# start of Records supplied

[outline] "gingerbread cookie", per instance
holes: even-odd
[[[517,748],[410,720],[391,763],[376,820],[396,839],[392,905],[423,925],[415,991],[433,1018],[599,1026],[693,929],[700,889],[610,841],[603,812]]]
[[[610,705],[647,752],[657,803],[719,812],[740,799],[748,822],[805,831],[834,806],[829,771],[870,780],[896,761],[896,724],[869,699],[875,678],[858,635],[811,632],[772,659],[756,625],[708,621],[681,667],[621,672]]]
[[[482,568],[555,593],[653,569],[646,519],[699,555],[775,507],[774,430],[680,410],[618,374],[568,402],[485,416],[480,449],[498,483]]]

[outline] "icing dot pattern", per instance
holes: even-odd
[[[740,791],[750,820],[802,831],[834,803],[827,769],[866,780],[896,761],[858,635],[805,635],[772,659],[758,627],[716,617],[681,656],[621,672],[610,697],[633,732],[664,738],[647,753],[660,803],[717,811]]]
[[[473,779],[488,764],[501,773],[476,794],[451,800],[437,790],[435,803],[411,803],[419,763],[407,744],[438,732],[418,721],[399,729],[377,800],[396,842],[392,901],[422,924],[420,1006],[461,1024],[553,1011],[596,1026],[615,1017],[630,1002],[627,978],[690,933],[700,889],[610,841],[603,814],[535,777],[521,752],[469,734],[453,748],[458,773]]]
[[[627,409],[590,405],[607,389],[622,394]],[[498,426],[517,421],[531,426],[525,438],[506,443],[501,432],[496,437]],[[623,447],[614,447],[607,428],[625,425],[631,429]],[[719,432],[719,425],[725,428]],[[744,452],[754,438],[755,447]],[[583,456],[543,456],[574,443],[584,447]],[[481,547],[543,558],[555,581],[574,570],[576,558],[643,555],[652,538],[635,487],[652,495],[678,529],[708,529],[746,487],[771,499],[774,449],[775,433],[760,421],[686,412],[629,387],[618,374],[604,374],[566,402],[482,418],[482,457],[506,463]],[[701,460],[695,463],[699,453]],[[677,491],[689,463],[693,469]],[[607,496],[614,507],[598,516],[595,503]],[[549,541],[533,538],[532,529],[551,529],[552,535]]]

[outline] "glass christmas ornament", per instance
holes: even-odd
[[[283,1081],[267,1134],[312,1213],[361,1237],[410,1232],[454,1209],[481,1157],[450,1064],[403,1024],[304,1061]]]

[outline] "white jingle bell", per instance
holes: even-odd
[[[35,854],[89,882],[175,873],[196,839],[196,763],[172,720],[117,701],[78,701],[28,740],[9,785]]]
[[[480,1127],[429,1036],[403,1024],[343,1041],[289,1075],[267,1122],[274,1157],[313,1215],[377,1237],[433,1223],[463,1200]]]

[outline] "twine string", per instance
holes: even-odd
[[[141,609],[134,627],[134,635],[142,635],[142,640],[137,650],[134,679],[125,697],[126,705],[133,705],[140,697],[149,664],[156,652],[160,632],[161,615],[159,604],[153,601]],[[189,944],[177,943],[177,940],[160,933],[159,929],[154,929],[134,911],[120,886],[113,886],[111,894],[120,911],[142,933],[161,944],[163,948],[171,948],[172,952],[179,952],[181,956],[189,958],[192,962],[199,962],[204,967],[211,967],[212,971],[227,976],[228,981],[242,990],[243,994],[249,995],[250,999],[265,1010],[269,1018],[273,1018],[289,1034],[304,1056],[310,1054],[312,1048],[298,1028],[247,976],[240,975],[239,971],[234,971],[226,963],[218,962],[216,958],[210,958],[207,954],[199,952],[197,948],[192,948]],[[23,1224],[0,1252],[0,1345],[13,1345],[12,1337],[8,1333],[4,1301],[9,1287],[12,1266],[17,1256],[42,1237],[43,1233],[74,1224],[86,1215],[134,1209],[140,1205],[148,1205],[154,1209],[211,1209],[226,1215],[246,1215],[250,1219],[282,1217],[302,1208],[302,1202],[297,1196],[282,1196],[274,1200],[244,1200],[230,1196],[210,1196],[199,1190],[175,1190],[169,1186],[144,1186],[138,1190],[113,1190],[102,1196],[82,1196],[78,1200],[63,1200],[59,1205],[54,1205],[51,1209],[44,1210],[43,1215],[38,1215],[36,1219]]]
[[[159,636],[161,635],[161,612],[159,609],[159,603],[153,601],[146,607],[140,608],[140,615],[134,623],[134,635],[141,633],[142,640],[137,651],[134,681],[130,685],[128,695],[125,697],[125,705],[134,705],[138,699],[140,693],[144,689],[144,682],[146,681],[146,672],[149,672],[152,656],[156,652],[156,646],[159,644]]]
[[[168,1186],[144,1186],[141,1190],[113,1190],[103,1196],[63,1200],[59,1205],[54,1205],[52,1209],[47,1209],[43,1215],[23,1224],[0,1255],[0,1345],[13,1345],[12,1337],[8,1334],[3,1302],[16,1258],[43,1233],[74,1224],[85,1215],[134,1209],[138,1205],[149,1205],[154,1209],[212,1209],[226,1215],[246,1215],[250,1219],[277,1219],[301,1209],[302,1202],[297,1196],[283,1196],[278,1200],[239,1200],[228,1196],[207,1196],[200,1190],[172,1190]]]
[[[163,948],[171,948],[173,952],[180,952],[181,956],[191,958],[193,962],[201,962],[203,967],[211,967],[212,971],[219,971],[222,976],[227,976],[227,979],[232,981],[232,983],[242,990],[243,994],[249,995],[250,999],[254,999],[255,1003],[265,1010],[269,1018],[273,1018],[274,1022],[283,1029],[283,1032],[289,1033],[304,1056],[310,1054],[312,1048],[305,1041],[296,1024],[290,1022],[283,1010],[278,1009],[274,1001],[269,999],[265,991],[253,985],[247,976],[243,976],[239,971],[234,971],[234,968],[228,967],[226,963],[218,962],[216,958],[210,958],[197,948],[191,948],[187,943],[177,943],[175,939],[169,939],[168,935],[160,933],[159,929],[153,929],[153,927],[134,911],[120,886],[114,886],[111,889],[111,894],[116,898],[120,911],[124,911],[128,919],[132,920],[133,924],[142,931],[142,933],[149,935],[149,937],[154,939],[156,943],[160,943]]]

# end of Records supplied

List each line of the rows above that contains the word "instance".

[outline] "gingerbread cookie", per instance
[outline] "icing dot pattern", per instance
[outline] "glass christmas ornament", per instance
[outline] "white jingle bell", per instance
[outline] "twine string", per instance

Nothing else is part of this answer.